[Begin Records for the exercise]

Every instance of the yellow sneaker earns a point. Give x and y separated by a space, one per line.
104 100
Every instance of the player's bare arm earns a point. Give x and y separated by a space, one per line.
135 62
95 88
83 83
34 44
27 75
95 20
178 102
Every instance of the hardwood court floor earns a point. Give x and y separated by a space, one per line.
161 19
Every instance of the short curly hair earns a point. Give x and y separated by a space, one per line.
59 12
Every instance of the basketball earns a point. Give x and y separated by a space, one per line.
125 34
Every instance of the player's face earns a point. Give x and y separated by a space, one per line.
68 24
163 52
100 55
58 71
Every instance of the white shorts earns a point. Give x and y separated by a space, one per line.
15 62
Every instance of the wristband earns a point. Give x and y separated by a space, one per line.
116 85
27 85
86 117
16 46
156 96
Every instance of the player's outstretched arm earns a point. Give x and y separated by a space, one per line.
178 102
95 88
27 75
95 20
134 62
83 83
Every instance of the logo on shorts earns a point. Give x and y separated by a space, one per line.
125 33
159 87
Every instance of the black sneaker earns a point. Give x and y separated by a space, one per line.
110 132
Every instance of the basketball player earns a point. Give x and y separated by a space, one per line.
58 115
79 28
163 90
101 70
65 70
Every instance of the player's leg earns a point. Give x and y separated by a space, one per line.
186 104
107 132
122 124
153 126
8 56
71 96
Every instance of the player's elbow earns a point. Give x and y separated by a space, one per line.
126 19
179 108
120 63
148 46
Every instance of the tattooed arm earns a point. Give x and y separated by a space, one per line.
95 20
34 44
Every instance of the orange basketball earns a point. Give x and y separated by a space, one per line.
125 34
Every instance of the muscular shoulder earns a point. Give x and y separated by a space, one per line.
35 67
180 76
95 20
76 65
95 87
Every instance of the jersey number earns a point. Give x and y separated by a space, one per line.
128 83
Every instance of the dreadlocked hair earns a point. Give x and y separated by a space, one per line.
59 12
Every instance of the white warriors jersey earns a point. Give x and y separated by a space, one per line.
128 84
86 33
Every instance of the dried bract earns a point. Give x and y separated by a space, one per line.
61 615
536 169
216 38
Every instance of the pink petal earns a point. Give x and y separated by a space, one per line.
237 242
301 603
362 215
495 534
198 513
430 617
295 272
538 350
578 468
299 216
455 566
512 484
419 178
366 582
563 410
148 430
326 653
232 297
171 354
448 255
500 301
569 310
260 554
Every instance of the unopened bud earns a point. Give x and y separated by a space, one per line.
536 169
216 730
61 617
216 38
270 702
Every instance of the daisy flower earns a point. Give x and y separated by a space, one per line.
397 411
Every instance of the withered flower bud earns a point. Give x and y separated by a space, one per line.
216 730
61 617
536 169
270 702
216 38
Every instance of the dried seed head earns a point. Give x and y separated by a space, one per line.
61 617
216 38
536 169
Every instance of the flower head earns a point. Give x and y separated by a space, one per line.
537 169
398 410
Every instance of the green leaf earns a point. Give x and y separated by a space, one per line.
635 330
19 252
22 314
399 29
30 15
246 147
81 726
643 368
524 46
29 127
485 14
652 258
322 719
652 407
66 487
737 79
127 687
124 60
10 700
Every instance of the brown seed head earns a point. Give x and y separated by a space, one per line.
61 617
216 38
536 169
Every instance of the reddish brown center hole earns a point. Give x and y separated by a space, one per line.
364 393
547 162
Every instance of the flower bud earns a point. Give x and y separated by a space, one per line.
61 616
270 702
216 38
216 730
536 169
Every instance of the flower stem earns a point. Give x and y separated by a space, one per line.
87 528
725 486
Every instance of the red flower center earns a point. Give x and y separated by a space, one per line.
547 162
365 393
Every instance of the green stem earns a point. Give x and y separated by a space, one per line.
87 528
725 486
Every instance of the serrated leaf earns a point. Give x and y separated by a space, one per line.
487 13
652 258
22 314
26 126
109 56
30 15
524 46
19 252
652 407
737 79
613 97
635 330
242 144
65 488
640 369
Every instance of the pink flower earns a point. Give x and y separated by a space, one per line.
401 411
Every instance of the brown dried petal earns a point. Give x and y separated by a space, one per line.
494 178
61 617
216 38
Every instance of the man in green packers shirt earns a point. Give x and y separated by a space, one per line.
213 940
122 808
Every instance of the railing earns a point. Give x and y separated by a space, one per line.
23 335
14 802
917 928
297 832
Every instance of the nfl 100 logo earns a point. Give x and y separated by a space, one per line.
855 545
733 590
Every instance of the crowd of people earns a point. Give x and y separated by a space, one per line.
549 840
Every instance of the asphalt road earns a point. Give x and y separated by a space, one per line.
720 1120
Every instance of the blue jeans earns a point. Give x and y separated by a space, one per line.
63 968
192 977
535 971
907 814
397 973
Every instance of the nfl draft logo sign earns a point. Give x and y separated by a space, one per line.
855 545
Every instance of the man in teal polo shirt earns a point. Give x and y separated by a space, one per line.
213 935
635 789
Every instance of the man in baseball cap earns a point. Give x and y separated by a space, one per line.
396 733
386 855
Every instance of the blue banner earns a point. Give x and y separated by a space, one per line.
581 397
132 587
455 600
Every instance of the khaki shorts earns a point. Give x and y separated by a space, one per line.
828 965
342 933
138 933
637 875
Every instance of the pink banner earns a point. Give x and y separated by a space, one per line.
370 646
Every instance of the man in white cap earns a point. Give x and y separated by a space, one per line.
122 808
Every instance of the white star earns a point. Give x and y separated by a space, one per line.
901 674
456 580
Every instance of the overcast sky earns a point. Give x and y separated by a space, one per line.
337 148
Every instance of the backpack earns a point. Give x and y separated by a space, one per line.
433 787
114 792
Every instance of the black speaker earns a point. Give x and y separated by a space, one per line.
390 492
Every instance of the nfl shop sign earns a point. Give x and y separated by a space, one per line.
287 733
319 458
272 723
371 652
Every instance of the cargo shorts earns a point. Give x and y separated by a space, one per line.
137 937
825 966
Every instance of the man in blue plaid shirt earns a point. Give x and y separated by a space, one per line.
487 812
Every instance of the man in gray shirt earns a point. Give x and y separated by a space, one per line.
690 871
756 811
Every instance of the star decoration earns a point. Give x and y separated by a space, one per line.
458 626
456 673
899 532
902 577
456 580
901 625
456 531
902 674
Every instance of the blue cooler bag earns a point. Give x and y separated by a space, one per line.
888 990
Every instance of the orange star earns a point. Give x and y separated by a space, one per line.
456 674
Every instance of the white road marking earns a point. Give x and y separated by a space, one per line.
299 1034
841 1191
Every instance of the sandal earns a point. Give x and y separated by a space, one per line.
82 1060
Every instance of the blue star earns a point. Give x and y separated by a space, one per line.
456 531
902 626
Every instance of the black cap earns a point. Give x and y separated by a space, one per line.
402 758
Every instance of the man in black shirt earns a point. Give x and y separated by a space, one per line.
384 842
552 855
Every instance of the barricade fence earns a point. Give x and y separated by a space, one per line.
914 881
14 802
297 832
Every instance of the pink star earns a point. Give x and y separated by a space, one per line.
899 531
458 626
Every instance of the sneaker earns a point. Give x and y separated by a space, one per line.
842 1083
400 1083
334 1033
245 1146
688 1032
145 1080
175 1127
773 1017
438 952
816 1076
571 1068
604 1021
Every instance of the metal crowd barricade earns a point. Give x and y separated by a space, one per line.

[End Records for the exercise]

- Set exercise -
All of the entries above should be written out again exactly.

- Solution for this problem -
Every instance of the yellow sneaker earns a point. Give x and y separated by a space, one per line.
104 100
Every instance of the player's bare arm earns a point. Give x and y separated by a space, one per line.
135 62
95 88
83 83
34 44
27 75
95 20
178 102
Every instance of the hardwood court floor earns a point. Give x and y separated by a space, one per line.
161 19
Every instance of the short curly hair earns a point. Give x and y separated by a space, one per line.
59 12
Every instance of the basketball earns a point. Give x and y separated by a space, one per line.
125 34
Every instance of the player's face earns a point. Give x and y separated by a space, one per line.
68 24
163 52
100 55
58 71
Every instance of the white shorts earns a point. Give x and y separated by a space, one per line.
15 62
Every instance of the wristband earns a point. Give x and y separated by a space, one per line.
116 85
27 85
86 117
16 46
156 96
Every instance of the player's outstretched arm earns a point. Give x and y separated by a space, one per line.
178 102
95 88
27 75
95 20
134 62
83 83
Every instance of the logo on shorts earns a point. Give x and y separated by a space, one per line.
125 33
159 87
Every instance of the black sneaker earns a point. Give x and y separated by a space, one per line.
110 132
Every instance of the basketball player earns a point. Give x and y separated by a space, one per line.
58 115
79 28
163 90
101 70
65 70
Every instance of the player's leg earns a point. Give x and y separated by a space, one per line.
186 104
107 132
122 124
153 126
8 56
71 96
Every instance of the player's elbow earns a point. Give x and y separated by a space, one per line.
126 19
179 108
120 63
148 46
Every instance of the tattooed arm earns a point. Give x and y separated by a space, one per line.
95 20
34 44
Every instance of the orange basketball earns a point. Give x and y separated by a space, one per line.
125 34
Every instance of the muscular shoulder earns a point. Give x and y separated by a space, one per line.
35 67
180 76
95 20
76 65
95 87
Every instance of the jersey number earns a point. Give x and y separated by a space, one per line.
128 83
Every instance of the dreadlocked hair earns a point. Give x and y separated by a space, one per line.
59 12
Every instance of the white warriors jersey earns a point. Give x and y separated by a space, one per line.
128 84
86 33
Every instance of the dried bract earns a point. Give x and y separated by a space, one per line.
61 615
536 169
216 38
Every instance of the pink petal earns a point. Give x and y separated by a space, one per line.
237 242
301 603
362 215
495 534
198 513
430 617
295 272
538 350
578 468
299 216
455 566
512 484
419 178
366 582
563 410
148 430
326 653
232 297
171 354
448 255
500 301
569 310
260 554
Every instance of the unopened bud earns a point. Give x and y separated by a space, one per line.
536 169
216 730
61 617
216 38
270 702
Every instance of the daisy flower earns a point. Give x and y separated by a space, one per line.
397 411
Every instance of the withered flower bud earns a point. Give x and y separated by a space, one per line.
216 730
61 617
536 169
270 702
216 38
Every instance of the dried seed head earns a point. Give x and y separated by a space, one per line.
61 617
216 38
536 169
Every instance of the flower head earns a point. Give x and y separated by a space, one per line.
537 169
398 410
Every instance of the green leaf earns a point. Give x and y separated by a space, one per line.
635 330
19 252
22 314
399 29
30 15
246 147
81 726
643 368
524 46
29 127
485 14
652 258
322 719
652 407
66 487
737 79
127 687
124 60
10 700
Every instance of the brown seed head earns a point. Give x and y separated by a space, one per line.
61 617
216 38
536 169
Every instance of the reddish brown center hole earns a point. Give x and y separated by a space, one per line.
364 393
547 162
Every instance of the flower bud earns a point. Give x and y separated by a space, one per line.
61 616
270 702
216 38
216 730
536 169
Every instance of the flower stem earns a point. Give x and y separated by a space, one per line.
87 528
725 486
Every instance of the red flower center earns a point. Give x and y separated by a space, one per line.
547 162
365 393
Every instance of the green stem earns a point. Give x and y separated by a space, one per line.
87 528
725 486
Every instance of the serrated leaf earns a point. Give x and y separated by a space, one per line.
487 13
652 258
22 314
26 126
109 56
30 15
524 46
19 252
652 407
737 79
613 97
635 330
242 144
65 488
640 369
Every instance of the pink flower earns a point. Give x and y separated by a space, one per line.
401 411
Every instance of the brown dried petal earns a point. Give x and y separated by a space, one per line.
494 178
61 617
216 38
Every instance of the man in green packers shirt earns a point. Give x and y separated by a space, one per line.
213 940
122 808
Every instance of the railing earns a point. Give x and y separated by a space, one per line.
23 335
14 802
917 928
297 832
Every instance of the nfl 100 logo earns a point. Give x and y separated by a space, one per line.
855 545
733 590
Every instance of the crowd of people earns a point. Give x and y separated by a space, one per line.
549 840
Every instance of the asphalt road earns a point. Give x and y separated by a space, one per line.
720 1120
Every instance of the blue jeans earns a point. Give x and y separated by a space, one per line.
63 968
192 977
535 971
907 814
397 973
Every instance of the nfl draft logo sign earns a point. Give x and y separated by a space, one per line.
855 545
Every instance of the man in teal polo shirt earns a point. Give x and y separated by a space, one per line.
213 935
635 789
Every instance of the man in baseball cap earns a point. Give x and y separated by a space, one per line.
396 733
386 855
Every instance of the blue banner earns a point. Give x and y separated by a space, one per line.
581 397
132 587
455 600
Every instance of the khaki shorts earns a point. Give x and y separated by a space, one per line.
828 965
342 933
138 933
637 875
Every instance of the pink banner earns a point. Give x and y separated by a space, one per line.
370 646
Every instance of the man in white cap earns a point. Give x and y separated by a space, one per line.
122 808
Every instance of the white star earns a point. Give x and y separated by a space, one per line.
901 674
456 580
Every instance of the overcast sky earns a point. Give x and y separated by a space, one per line.
337 148
Every instance of the backpack earns a point. Give x and y separated by a space, one per line.
433 787
114 792
Every instance of the black speaker earns a point. Give x and y separated by a space, one per line.
390 492
Every instance of the nfl shop sign earns a point. Give x and y separated by a space, one per line.
287 733
319 458
272 723
371 652
Every instance of the cargo shorts earns a point. Give x and y separated by a space, one per line.
137 937
825 966
Every instance of the man in blue plaid shirt earns a point. Give x and y separated by a space, one per line.
487 812
Every instance of the man in gray shirt earns a point. Give x and y separated by a space, one per line.
690 871
756 811
Every instance of the star decoration earns a point. Give x and y separated by a space, one per line.
458 626
456 673
899 532
902 577
456 580
901 625
456 531
902 674
Every instance of the blue cooler bag earns a point. Give x and y separated by a space, one per line.
888 990
Every instance of the orange star earns a point. Give x and y separated by a space, one per line.
456 674
Every instance of the white road marking earns a point. Give x and y separated by a space, one per line.
299 1034
841 1191
Every instance of the sandal earns a point. Give x and y separated by a space, one per line.
82 1060
Every instance of the blue star earns a point. Give x and y separated by a space, one per line.
456 531
902 626
Every instance of the black cap earns a point. Give x and y separated by a space, one per line.
402 758
Every instance of the man in black shirt earns a point. Give x and y separated by a space, one per line.
384 842
552 855
Every instance of the barricade fence earns a point. Give x and y separated by a space, one per line.
914 881
14 802
297 832
Every instance of the pink star earns a point. Give x and y separated by a space, one per line.
899 531
458 626
Every instance of the sneaker earns a point. Give x and y separated by a space, one per line.
842 1083
400 1083
334 1033
245 1146
688 1032
145 1080
175 1127
773 1017
438 952
816 1076
571 1068
604 1021
Every instance of the metal crowd barricade earns a point. Give x and y separated by a space, one per line.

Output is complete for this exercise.